[Referring expression pointing data]
────────────────────────────────────────

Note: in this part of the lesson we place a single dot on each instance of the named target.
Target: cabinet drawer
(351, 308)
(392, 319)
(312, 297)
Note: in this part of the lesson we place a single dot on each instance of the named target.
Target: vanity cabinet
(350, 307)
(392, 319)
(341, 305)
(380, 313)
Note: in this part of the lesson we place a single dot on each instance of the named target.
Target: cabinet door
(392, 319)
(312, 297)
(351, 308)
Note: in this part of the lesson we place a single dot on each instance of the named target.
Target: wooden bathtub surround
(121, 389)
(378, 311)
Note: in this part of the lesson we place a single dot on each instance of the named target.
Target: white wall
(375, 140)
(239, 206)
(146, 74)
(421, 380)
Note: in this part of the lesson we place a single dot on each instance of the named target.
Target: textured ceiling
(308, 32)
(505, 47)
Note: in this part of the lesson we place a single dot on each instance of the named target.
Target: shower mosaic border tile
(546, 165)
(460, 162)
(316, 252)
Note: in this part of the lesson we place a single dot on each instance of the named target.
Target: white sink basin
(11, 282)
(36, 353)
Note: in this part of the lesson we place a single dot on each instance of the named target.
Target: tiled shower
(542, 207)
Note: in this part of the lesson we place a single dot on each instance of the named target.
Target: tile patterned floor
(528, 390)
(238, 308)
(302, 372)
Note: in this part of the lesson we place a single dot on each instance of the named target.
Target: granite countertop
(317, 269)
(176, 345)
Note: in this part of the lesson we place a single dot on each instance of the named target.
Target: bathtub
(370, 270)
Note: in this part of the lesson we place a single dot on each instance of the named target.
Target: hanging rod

────────────────────────────────────────

Problem to work on: Return the lines above, starting at the one that contains "Target: granite countertop" and running through the last, exactly as they appear, with no extra lines.

The completed task:
Target: granite countertop
(317, 269)
(176, 345)
Note: in this part of the lesson we place a single dot on each instance of the named target.
Target: bathtub
(370, 270)
Note: in this part of the lesson we place a single dot on each instance of the named target.
Target: hanging rod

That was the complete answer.